Below are the records. Retype exactly the lines between the lines holding "Confirm that each instance of the reed" and "Confirm that each instance of the distant", inclusive.

§ DATA EXTRACT
▽

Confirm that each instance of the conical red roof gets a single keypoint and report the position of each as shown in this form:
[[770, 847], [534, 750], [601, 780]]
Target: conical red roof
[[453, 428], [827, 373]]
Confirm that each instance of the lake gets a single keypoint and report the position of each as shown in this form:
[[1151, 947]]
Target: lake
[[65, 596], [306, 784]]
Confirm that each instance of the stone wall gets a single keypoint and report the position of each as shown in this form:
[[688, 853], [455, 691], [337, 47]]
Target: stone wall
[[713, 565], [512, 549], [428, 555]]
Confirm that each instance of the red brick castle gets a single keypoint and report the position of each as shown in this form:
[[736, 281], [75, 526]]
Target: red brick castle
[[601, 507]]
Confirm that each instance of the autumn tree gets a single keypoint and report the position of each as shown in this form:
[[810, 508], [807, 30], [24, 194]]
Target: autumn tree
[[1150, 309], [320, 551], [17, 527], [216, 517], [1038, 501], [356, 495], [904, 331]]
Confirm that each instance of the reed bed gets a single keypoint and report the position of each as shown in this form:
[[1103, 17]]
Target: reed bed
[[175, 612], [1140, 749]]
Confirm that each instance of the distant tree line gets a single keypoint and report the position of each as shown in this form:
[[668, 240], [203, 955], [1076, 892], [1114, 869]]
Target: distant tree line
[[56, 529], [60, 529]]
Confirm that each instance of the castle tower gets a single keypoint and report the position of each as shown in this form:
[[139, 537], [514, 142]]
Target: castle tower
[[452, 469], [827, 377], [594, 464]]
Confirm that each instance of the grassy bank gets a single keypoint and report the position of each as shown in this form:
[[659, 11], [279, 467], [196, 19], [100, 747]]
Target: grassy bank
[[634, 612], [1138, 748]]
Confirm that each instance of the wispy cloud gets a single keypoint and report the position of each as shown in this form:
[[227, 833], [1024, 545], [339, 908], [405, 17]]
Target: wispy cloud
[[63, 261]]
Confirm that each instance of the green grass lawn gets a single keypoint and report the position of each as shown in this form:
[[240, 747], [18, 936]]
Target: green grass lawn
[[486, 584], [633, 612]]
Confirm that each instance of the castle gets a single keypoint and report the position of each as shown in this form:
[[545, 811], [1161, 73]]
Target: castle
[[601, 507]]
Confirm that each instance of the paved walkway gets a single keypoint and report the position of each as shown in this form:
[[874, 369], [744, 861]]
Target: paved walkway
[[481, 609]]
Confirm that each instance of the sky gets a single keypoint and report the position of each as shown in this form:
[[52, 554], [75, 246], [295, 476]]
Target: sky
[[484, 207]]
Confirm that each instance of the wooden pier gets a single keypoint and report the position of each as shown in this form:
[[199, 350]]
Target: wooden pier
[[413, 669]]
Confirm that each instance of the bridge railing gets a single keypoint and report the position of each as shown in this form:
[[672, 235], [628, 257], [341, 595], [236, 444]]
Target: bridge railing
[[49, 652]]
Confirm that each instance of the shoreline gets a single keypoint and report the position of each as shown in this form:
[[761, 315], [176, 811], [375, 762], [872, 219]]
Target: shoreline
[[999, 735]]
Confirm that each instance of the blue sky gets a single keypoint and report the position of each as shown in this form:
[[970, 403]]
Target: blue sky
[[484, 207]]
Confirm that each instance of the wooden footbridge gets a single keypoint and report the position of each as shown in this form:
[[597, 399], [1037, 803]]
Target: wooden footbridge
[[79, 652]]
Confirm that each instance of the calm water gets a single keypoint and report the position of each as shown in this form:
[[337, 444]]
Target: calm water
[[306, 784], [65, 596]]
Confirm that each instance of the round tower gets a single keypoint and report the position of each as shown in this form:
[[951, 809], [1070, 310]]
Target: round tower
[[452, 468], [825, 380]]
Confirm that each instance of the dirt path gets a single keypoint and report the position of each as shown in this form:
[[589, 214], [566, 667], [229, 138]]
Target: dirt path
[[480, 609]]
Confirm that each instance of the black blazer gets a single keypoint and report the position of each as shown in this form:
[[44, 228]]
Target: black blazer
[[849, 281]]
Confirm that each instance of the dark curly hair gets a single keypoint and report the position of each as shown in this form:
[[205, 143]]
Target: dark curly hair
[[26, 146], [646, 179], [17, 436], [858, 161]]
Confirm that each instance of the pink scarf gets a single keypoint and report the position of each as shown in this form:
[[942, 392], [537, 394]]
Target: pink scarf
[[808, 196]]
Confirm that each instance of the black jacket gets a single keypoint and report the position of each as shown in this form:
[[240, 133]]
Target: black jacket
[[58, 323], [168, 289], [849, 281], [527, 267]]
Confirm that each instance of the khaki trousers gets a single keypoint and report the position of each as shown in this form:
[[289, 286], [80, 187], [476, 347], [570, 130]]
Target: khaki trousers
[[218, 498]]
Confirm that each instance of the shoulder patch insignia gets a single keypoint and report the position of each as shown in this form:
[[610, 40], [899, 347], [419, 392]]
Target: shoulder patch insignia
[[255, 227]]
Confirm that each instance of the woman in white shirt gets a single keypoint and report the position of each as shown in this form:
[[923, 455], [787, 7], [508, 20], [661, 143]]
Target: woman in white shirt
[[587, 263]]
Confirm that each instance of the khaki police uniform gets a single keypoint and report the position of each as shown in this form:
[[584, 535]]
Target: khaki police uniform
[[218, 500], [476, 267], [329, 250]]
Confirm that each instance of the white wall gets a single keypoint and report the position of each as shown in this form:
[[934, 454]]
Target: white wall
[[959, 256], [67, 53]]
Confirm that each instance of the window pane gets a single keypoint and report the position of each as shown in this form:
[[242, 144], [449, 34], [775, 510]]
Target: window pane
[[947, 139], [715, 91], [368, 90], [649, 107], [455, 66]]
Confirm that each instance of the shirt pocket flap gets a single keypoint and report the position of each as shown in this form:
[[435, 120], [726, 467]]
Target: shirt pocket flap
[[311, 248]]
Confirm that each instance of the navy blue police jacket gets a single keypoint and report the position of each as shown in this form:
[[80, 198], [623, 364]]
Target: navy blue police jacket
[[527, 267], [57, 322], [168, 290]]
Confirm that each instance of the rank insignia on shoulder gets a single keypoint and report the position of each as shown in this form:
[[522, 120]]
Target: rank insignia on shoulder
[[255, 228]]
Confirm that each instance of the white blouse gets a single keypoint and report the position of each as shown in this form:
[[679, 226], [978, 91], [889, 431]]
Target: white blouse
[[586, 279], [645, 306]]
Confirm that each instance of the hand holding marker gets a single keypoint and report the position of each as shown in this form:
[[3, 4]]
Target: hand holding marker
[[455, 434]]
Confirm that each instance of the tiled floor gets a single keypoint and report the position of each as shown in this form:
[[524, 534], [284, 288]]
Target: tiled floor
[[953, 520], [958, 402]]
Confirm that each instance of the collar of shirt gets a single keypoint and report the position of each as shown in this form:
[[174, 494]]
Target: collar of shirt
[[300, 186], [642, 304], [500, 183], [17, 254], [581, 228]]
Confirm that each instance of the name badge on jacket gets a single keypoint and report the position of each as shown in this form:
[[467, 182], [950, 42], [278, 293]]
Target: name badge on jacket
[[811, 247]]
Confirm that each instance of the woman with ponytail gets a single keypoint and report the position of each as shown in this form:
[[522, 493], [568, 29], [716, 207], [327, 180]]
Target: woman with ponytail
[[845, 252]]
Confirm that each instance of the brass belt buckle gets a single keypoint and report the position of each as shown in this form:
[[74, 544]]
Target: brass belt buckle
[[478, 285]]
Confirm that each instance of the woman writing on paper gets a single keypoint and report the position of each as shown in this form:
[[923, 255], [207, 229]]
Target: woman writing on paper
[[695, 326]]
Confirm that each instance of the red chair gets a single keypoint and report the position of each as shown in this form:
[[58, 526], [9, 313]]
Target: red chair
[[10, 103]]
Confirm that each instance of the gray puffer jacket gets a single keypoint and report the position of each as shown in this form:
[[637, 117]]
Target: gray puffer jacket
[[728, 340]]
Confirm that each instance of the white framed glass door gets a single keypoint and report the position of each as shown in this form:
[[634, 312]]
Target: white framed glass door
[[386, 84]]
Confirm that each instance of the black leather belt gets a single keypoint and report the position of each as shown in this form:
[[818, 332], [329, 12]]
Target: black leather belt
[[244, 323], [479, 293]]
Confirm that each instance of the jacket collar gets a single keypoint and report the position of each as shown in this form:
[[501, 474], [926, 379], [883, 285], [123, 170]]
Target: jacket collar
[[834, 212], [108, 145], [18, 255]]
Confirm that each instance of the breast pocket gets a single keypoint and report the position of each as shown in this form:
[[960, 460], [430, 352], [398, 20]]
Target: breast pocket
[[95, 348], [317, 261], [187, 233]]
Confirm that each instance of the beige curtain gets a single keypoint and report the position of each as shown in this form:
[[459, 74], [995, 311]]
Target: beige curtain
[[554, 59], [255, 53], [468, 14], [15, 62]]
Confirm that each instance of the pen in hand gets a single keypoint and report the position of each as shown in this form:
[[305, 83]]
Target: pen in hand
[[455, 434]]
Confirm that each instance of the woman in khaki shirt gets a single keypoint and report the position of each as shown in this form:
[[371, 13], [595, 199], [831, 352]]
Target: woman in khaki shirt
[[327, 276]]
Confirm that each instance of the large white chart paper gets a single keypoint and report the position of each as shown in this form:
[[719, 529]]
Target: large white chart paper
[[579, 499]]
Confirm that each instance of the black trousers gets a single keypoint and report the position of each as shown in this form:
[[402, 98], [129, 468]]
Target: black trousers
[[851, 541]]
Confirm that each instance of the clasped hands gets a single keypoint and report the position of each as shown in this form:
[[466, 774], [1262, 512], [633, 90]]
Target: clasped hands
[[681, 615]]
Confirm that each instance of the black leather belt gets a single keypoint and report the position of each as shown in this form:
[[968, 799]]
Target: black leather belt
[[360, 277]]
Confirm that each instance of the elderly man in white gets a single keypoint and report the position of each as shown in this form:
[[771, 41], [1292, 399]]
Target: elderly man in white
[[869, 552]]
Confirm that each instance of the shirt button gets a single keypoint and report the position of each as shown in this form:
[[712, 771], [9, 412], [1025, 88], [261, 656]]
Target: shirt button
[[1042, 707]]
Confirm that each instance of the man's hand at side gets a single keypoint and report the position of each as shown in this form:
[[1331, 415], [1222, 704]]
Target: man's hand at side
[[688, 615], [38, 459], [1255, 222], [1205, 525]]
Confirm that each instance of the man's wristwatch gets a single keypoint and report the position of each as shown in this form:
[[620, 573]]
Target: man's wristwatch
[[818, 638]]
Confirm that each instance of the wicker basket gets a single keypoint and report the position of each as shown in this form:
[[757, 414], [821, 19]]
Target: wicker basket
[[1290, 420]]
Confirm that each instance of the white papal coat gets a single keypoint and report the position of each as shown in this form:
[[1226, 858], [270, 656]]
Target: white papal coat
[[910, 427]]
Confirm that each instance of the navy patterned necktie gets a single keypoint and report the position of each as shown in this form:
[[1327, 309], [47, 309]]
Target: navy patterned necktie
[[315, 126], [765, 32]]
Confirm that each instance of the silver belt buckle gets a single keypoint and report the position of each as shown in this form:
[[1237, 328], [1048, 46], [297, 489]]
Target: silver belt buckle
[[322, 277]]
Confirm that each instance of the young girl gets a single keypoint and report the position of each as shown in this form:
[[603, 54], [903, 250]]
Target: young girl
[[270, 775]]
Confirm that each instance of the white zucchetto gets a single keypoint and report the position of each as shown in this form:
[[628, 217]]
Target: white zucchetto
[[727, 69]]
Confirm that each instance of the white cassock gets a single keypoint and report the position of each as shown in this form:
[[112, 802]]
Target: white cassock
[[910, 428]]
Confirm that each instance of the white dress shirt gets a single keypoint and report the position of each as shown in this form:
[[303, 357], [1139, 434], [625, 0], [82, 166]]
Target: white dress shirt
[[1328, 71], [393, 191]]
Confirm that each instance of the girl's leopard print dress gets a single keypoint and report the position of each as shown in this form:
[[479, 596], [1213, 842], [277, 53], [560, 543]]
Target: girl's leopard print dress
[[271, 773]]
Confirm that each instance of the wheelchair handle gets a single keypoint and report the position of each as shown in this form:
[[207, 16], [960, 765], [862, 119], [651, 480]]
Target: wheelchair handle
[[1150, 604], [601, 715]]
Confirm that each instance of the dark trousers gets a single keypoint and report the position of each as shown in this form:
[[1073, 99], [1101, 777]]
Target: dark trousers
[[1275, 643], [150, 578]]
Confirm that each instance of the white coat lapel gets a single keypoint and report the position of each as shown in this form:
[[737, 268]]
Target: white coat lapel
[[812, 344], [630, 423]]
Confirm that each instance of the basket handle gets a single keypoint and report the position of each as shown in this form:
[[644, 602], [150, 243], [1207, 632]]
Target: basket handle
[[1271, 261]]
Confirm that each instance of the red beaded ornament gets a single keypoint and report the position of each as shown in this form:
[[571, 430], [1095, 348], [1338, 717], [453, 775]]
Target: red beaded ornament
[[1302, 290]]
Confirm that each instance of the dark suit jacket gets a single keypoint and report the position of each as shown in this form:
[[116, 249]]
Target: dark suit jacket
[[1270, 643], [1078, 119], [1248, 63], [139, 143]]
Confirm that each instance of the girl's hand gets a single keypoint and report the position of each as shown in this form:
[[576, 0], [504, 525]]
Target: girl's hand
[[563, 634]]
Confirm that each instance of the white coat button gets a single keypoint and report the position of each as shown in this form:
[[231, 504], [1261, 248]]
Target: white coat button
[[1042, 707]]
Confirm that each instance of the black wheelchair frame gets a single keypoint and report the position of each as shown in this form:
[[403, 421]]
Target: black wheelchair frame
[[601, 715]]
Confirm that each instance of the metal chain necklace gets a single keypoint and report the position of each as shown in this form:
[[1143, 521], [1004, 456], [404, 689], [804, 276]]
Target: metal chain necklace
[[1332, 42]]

△

§ ANSWER TO THIS EXERCISE
Confirm that each instance of the reed bed gets a single keypoint and report the position of each as shown in this form:
[[1103, 17]]
Target: reed bed
[[175, 612], [1140, 749]]
Confirm that each instance of the distant tree line gets a single keypoint and report the position of each as shown in this form:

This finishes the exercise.